───── 提示文
人間らしい暮らし7-シュークリーム

太平記をあと少し残して読み出した阿刀田高の「トロイア戦記」、前にも一度読んでたと思うのだが、ヘレネをどう描いてたかと気になって読み返してる。特に新しい視点はないようだ。映島巡「オデュセイア」は、オデュセウスが女性だったという設定の話で、「アーサー王妃物語」や「新・三国志」とともに、男性が「実は女性だったら」との設定のもののシリーズとしても読めるのだが、これにもまた一応ヘレネは出て来る。授業ノート「トロイのヘレン」をそろそろ補充して、「ヘレネはどう描かれたか」というノートにできるかもしれないのだが。ついでに言うと、「キリストの目の色」を発展させた「キリストはどう描かれたか」のノートや、「太平記」も、それで気になって読んでいる「足利尊氏はどう描かれたか」というノートや「俊寛はどう描かれたか」ノートなどといっしょにして、「どう描いたか」シリーズでシラバス作れるのだがなあ・・・時間さえあれば。本当に、くやしい。
──────────
───── 記録一覧
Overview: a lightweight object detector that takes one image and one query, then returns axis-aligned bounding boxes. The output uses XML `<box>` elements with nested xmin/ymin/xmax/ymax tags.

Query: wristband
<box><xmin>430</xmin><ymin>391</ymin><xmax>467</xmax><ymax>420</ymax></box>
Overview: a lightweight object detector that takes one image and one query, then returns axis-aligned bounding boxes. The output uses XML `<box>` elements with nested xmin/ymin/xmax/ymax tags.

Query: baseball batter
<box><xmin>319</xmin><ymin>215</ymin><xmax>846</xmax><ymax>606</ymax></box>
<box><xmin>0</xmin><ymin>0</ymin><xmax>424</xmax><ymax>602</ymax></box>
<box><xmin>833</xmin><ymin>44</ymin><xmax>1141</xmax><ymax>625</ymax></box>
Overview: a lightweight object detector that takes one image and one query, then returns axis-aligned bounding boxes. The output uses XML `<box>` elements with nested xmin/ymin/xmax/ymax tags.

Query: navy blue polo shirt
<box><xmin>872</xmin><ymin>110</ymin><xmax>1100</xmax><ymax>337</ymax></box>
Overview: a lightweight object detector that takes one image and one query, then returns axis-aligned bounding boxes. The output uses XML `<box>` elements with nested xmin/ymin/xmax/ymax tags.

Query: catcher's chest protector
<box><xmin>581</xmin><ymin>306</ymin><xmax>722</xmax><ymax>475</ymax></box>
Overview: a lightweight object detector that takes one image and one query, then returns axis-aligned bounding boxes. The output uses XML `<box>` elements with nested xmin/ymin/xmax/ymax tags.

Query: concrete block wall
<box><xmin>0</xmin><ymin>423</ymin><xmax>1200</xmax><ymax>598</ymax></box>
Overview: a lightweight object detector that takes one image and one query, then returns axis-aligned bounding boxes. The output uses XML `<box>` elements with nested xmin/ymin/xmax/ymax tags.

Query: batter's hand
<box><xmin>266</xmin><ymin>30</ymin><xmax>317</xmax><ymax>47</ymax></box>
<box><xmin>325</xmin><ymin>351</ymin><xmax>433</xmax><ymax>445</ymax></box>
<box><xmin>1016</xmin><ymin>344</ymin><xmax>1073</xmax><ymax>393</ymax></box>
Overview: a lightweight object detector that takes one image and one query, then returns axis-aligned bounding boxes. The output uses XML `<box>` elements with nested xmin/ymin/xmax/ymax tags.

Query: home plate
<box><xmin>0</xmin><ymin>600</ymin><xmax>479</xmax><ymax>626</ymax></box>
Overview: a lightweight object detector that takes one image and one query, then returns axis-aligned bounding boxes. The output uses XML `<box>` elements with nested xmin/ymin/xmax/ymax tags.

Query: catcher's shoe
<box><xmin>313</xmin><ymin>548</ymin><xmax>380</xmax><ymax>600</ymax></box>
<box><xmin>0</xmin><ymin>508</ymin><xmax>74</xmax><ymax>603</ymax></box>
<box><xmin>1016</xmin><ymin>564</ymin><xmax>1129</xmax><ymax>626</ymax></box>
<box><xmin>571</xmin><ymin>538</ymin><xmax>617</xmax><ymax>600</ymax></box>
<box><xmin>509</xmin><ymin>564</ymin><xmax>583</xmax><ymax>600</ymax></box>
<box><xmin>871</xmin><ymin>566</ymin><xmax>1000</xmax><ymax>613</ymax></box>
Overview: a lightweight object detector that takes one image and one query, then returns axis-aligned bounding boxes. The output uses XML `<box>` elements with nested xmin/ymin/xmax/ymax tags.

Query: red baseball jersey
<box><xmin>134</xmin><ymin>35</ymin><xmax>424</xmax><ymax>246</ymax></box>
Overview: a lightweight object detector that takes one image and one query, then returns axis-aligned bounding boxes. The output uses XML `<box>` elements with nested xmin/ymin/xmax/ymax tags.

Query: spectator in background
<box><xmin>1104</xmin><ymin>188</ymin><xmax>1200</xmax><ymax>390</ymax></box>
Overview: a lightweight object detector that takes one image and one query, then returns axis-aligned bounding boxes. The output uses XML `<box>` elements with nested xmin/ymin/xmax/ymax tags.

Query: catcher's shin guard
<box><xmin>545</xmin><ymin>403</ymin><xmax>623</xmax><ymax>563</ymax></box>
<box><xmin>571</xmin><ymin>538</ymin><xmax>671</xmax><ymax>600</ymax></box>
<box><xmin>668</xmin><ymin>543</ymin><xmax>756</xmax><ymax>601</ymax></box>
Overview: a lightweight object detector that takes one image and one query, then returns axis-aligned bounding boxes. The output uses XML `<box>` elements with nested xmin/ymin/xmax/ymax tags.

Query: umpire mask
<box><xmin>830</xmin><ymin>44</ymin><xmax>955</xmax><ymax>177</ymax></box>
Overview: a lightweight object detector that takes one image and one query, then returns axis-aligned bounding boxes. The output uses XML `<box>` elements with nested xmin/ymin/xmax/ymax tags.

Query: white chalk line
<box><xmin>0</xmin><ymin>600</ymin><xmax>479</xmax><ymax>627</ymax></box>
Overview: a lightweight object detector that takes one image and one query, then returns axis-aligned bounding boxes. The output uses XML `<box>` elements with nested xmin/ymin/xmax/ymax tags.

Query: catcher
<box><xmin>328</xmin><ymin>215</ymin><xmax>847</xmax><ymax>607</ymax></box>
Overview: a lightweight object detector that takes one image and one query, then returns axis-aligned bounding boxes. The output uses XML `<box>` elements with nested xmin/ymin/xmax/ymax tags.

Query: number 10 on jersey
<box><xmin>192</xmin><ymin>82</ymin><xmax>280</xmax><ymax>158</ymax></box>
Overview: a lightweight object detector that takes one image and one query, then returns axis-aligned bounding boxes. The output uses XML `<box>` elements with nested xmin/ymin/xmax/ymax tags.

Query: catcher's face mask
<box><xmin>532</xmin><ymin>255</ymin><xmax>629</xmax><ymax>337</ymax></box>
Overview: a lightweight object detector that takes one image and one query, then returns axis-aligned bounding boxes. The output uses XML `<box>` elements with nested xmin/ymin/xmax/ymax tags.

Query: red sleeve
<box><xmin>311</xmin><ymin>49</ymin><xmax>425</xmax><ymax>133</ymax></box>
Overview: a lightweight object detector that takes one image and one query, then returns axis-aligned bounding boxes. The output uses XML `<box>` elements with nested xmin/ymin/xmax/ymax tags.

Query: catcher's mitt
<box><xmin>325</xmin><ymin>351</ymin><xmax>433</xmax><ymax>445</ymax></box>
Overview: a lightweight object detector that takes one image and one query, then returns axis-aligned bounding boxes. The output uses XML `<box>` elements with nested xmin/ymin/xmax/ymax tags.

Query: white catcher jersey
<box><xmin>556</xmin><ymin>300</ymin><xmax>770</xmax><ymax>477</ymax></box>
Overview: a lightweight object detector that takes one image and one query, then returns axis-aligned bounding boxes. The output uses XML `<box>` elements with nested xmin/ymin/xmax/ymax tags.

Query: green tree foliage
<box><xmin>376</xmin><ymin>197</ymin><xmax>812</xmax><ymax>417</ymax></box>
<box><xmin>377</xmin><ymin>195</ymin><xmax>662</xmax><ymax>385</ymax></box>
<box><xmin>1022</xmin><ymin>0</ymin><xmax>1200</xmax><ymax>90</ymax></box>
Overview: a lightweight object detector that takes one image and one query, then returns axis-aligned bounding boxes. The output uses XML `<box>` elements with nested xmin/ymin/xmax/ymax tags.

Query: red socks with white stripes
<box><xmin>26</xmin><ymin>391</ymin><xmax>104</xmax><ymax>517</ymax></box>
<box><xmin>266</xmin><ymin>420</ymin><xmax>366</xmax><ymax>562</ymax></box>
──────────
### 依頼内容 1
提示文のうち、「人間らしい暮らし7-シュークリーム」から始まり「えあれば。本当に、くやしい。」まで続く部分を一字一句そのまま書き写すこと。
### 依頼内容 2
記録の中で「baseball」という文字列を含む行はいくつあるか、数だけを答えること。大文字と小文字は区別する。

### 結果 1
人間らしい暮らし7-シュークリーム

太平記をあと少し残して読み出した阿刀田高の「トロイア戦記」、前にも一度読んでたと思うのだが、ヘレネをどう描いてたかと気になって読み返してる。特に新しい視点はないようだ。映島巡「オデュセイア」は、オデュセウスが女性だったという設定の話で、「アーサー王妃物語」や「新・三国志」とともに、男性が「実は女性だったら」との設定のもののシリーズとしても読めるのだが、これにもまた一応ヘレネは出て来る。授業ノート「トロイのヘレン」をそろそろ補充して、「ヘレネはどう描かれたか」というノートにできるかもしれないのだが。ついでに言うと、「キリストの目の色」を発展させた「キリストはどう描かれたか」のノートや、「太平記」も、それで気になって読んでいる「足利尊氏はどう描かれたか」というノートや「俊寛はどう描かれたか」ノートなどといっしょにして、「どう描いたか」シリーズでシラバス作れるのだがなあ・・・時間さえあれば。本当に、くやしい。

### 結果 2
2